◆ Assignment ◆
Pick out the lines below that contain the string "every" and copy them all.

Data records below:

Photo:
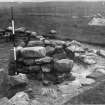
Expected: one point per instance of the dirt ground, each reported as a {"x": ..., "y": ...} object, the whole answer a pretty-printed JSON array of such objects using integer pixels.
[{"x": 37, "y": 86}]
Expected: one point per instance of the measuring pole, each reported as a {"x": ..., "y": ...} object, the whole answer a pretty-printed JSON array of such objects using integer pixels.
[{"x": 13, "y": 32}]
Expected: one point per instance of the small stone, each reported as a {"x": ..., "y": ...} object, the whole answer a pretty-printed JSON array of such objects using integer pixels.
[
  {"x": 101, "y": 52},
  {"x": 5, "y": 101},
  {"x": 18, "y": 80},
  {"x": 35, "y": 102},
  {"x": 63, "y": 65}
]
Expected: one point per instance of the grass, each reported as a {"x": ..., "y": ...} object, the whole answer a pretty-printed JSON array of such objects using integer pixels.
[{"x": 92, "y": 96}]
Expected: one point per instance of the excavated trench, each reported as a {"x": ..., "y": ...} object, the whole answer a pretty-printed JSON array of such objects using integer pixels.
[{"x": 34, "y": 88}]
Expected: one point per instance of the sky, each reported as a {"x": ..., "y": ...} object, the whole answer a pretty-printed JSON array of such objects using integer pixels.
[{"x": 43, "y": 0}]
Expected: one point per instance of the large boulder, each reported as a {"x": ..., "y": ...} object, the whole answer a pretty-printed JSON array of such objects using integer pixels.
[
  {"x": 57, "y": 42},
  {"x": 35, "y": 52},
  {"x": 63, "y": 65},
  {"x": 28, "y": 62},
  {"x": 49, "y": 50},
  {"x": 43, "y": 60},
  {"x": 75, "y": 48},
  {"x": 101, "y": 52},
  {"x": 5, "y": 101},
  {"x": 35, "y": 102},
  {"x": 20, "y": 79},
  {"x": 32, "y": 68},
  {"x": 96, "y": 75},
  {"x": 35, "y": 43},
  {"x": 20, "y": 98}
]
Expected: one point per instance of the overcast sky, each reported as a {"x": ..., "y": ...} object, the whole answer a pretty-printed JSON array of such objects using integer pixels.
[{"x": 43, "y": 0}]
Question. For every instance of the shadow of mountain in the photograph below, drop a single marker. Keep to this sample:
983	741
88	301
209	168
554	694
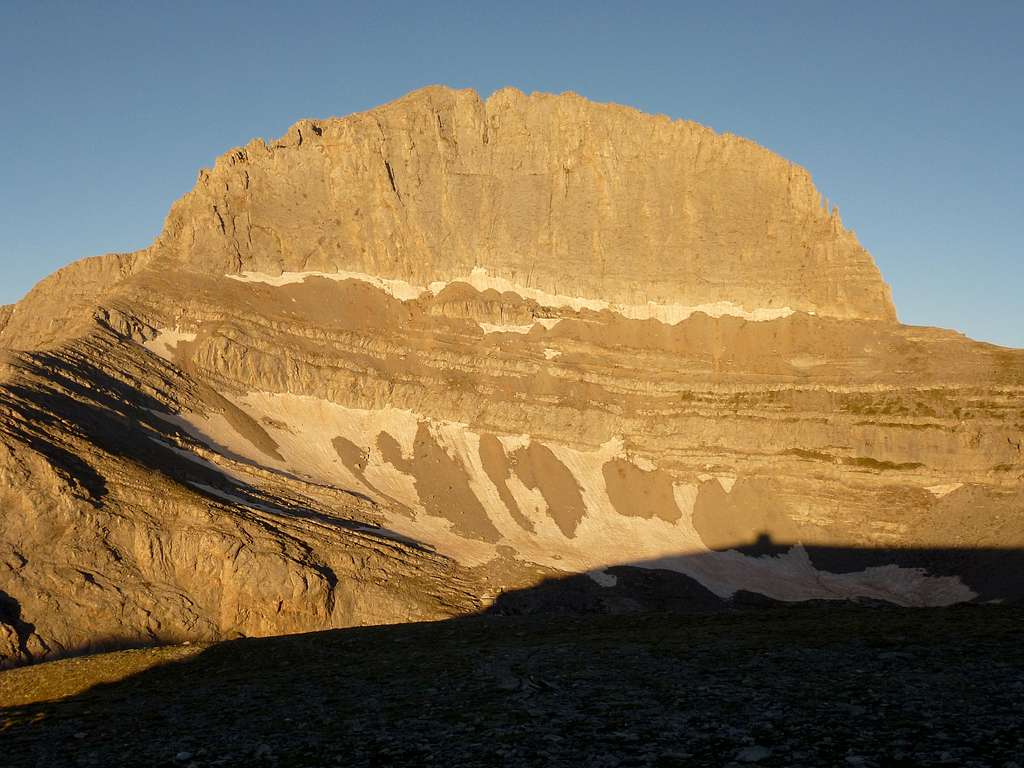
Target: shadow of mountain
807	684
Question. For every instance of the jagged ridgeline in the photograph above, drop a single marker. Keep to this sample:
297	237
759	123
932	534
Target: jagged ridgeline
455	354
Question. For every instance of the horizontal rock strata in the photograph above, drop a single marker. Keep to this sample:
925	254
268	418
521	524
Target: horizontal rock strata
394	365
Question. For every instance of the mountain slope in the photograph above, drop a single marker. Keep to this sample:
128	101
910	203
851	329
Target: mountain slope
398	363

End of Data records.

◆ Response area ◆
Question. For every instance of the shadow of mountain in the photograph below, drop a single marker. Keep to this sample:
Question. For every instance of the jagged ridgeline in the photograph above, drop a single marker. Keep to this sample:
Question. For every instance of the horizontal rock strata in the photograph above, drop a single marker. Keep to this sample:
Question. For every instance of the mountain slope in the photograph above, drop a single marker. Keep to this sample:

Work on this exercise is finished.